▸ **Exercise goal**
Scale only the lines from the one containing "like point(298, 13)." up to and including the one containing "point(31, 94)". Write those lines out again, requests included, with every point coordinate in the answers multiplied by 1.35 and rounded to a whole number (halves go up), leaving the numbers in the requests and their sample format unchanged.

▸ **Stored rows**
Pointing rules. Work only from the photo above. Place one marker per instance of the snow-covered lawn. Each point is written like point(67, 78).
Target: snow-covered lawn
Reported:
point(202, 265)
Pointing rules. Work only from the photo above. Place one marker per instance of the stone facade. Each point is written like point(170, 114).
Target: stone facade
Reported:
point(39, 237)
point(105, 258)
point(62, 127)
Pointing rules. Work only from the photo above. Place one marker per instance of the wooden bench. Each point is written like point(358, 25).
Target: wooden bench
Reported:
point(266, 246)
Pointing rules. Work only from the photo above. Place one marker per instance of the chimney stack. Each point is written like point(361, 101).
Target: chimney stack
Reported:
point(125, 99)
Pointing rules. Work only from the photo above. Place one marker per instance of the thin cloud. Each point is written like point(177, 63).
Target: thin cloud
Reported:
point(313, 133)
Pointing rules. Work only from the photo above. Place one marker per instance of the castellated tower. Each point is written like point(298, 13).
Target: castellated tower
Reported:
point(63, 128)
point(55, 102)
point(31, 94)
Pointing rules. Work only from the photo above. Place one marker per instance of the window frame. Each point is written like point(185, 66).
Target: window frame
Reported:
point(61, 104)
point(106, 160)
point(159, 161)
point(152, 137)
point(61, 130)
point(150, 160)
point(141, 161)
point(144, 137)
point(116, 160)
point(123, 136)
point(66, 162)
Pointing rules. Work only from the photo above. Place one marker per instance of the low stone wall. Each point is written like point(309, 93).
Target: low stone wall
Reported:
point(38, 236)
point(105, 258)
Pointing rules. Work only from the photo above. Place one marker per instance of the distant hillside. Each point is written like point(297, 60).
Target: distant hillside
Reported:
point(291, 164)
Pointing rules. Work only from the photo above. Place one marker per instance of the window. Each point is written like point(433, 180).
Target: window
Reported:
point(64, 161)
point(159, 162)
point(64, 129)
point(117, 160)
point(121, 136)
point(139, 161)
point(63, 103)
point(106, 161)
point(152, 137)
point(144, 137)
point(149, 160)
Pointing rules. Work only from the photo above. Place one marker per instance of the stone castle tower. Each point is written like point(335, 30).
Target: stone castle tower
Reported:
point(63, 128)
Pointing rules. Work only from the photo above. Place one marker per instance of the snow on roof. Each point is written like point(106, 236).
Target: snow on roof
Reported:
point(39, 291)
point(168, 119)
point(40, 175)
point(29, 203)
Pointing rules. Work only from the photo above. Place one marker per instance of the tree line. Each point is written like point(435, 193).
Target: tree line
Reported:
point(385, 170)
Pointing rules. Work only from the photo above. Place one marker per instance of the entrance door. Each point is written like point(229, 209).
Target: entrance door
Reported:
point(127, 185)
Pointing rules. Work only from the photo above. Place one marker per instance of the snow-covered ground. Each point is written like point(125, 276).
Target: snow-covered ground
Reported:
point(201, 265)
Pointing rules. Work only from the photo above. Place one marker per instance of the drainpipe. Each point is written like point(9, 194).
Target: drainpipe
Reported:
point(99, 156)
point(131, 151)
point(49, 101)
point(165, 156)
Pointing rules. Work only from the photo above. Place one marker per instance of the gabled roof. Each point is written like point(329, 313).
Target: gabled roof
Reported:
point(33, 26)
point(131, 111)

▸ **Full response**
Pointing rules. Work only from the photo above. Place one marker per instance of the castellated tower. Each point is written like point(298, 13).
Target: castellated tower
Reported:
point(85, 173)
point(74, 138)
point(42, 127)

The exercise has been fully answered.